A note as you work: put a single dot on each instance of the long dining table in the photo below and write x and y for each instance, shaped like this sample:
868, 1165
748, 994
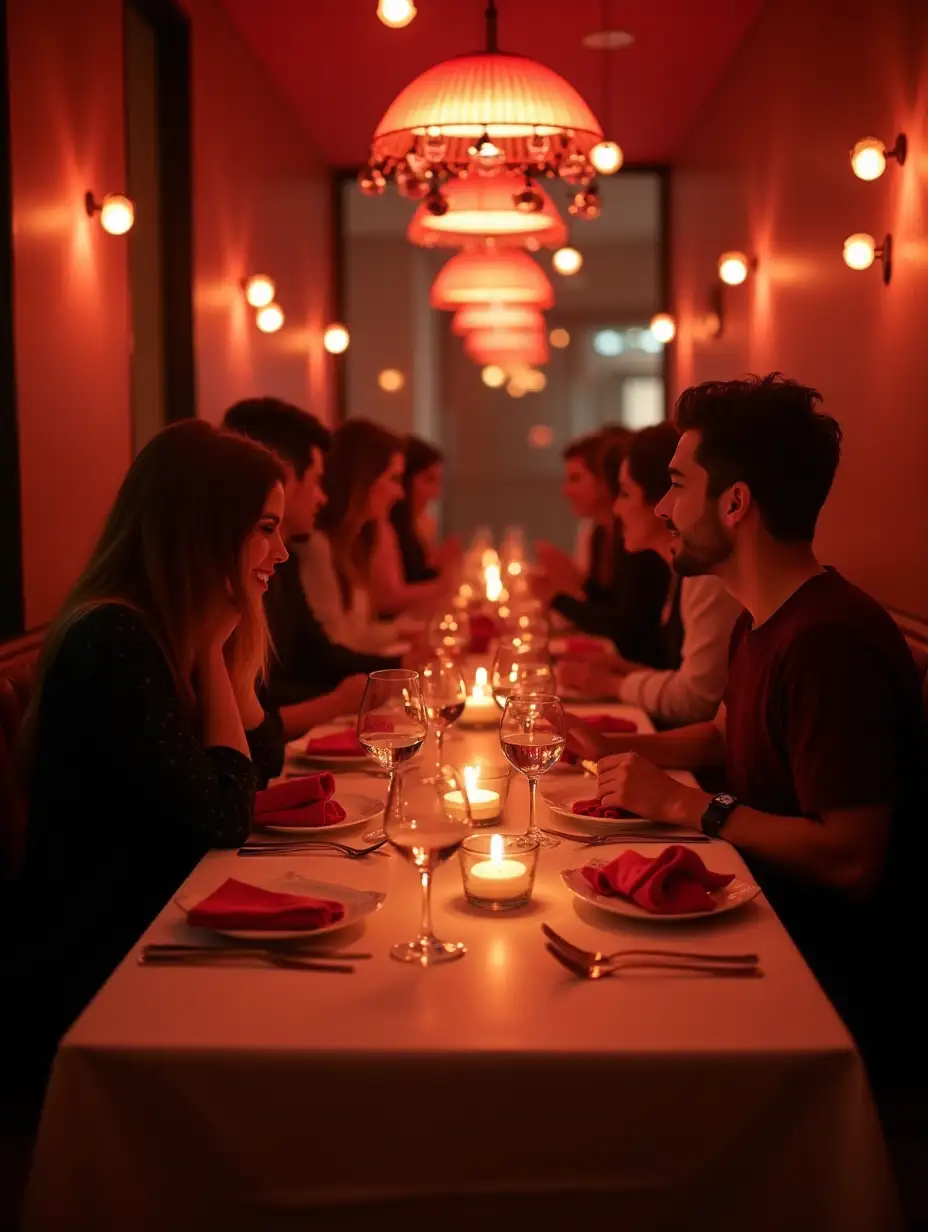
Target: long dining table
496, 1088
=-=-=
Write the full listing out again with every line unchanged, but include no pictures.

• _Completed exercise_:
A note as you work: put a single dot on each instance of the long dining table in the photo below and write x and y for each instance, shaped like this sample:
868, 1165
748, 994
Target: long dining table
496, 1088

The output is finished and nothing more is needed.